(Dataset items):
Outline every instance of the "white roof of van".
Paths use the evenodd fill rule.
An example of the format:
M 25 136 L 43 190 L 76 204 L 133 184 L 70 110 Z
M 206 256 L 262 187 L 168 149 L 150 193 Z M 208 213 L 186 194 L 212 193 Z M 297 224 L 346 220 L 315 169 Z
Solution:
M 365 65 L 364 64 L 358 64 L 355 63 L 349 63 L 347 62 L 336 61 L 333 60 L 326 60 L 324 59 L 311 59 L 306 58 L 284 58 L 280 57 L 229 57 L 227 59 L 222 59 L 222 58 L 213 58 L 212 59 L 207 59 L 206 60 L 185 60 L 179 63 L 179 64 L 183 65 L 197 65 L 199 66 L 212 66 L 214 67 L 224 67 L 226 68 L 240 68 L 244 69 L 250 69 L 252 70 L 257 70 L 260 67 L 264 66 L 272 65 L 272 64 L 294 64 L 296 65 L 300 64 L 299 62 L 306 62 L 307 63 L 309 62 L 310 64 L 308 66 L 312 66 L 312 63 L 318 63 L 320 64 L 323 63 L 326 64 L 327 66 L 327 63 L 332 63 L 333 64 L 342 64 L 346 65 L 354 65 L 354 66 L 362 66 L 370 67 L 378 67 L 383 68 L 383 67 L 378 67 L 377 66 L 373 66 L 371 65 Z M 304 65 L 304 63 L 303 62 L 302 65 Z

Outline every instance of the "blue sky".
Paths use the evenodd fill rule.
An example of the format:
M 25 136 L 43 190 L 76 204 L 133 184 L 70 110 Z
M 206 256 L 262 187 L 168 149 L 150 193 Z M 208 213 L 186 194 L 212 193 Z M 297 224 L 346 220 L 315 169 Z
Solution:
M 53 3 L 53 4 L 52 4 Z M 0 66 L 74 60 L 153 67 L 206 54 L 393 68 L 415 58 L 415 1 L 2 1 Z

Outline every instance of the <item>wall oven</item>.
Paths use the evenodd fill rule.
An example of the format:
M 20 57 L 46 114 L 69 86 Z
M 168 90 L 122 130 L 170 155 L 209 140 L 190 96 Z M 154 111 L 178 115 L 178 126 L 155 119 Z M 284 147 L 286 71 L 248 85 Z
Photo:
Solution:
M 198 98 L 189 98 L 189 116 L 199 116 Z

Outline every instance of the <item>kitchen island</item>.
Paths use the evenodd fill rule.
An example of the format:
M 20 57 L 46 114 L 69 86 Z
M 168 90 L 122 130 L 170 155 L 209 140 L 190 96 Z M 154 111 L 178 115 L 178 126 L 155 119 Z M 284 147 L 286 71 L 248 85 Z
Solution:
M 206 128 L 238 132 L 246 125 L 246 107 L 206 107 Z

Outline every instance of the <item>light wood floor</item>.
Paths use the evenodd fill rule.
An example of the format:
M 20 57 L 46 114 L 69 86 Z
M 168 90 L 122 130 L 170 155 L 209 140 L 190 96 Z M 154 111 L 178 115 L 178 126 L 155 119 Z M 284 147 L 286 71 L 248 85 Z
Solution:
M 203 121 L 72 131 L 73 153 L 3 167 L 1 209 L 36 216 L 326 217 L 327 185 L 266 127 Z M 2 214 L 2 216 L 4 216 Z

(Given exercise):
Write out the complete set of records exactly as given.

(Solution for this task):
Outline every instance of the "white roof of van".
Paths use the evenodd fill rule.
An example of the format:
M 25 136 L 43 190 L 76 204 L 133 184 L 70 110 Z
M 206 256 L 262 187 L 168 149 L 150 193 Z M 208 213 L 186 194 L 212 193 Z M 297 224 L 346 220 L 315 169 Z
Solution:
M 365 65 L 364 64 L 358 64 L 355 63 L 349 63 L 347 62 L 336 61 L 333 60 L 326 60 L 324 59 L 311 59 L 306 58 L 284 58 L 280 57 L 229 57 L 227 59 L 222 59 L 222 58 L 213 58 L 212 59 L 207 59 L 206 60 L 185 60 L 179 63 L 179 64 L 183 65 L 197 65 L 199 66 L 212 66 L 214 67 L 224 67 L 226 68 L 240 68 L 244 69 L 250 69 L 252 70 L 257 70 L 260 67 L 264 66 L 272 65 L 272 64 L 294 64 L 296 65 L 300 64 L 299 62 L 306 62 L 307 63 L 309 62 L 310 64 L 308 66 L 312 66 L 312 63 L 318 63 L 320 64 L 323 63 L 326 64 L 327 66 L 327 63 L 332 63 L 333 64 L 342 64 L 346 65 L 354 65 L 354 66 L 362 66 L 370 67 L 378 67 L 383 68 L 383 67 L 378 67 L 377 66 L 373 66 L 371 65 Z M 304 65 L 304 63 L 303 62 L 302 65 Z

Outline every instance of the "blue sky".
Paths use the evenodd fill rule.
An example of the format:
M 25 136 L 43 190 L 76 204 L 133 184 L 70 110 Z
M 206 256 L 262 187 L 168 149 L 150 193 Z M 208 213 L 186 194 L 212 193 Z M 297 224 L 346 220 L 315 169 Z
Solution:
M 53 3 L 53 4 L 52 4 Z M 0 66 L 74 60 L 153 67 L 206 54 L 393 68 L 415 58 L 415 1 L 2 1 Z

Outline every instance of the <item>wall oven</item>.
Paths use the evenodd fill rule.
An example of the format:
M 20 57 L 46 114 L 69 86 Z
M 168 90 L 122 130 L 170 155 L 209 140 L 190 96 Z M 154 111 L 178 115 L 178 126 L 155 119 Z M 284 147 L 286 71 L 248 85 Z
Photo:
Solution:
M 198 98 L 189 98 L 189 116 L 199 116 Z

Outline every instance of the <item>kitchen island</item>.
Paths use the evenodd fill rule.
An example of the format:
M 20 57 L 46 114 L 69 86 Z
M 168 90 L 122 130 L 170 155 L 209 140 L 190 96 Z M 154 111 L 178 115 L 178 126 L 155 119 Z M 284 147 L 286 71 L 248 85 Z
Solution:
M 206 128 L 238 132 L 246 125 L 246 107 L 206 107 Z

Outline every instance of the <item>light wood floor</item>.
Paths use the evenodd fill rule.
An example of the format:
M 20 57 L 46 114 L 69 86 Z
M 168 90 L 122 130 L 170 155 L 209 140 L 190 96 Z M 154 111 L 178 115 L 178 126 L 155 119 Z M 284 147 L 286 71 L 248 85 Z
Solution:
M 203 121 L 72 131 L 73 153 L 3 167 L 1 209 L 36 216 L 326 217 L 327 185 L 266 127 Z M 2 214 L 2 216 L 4 216 Z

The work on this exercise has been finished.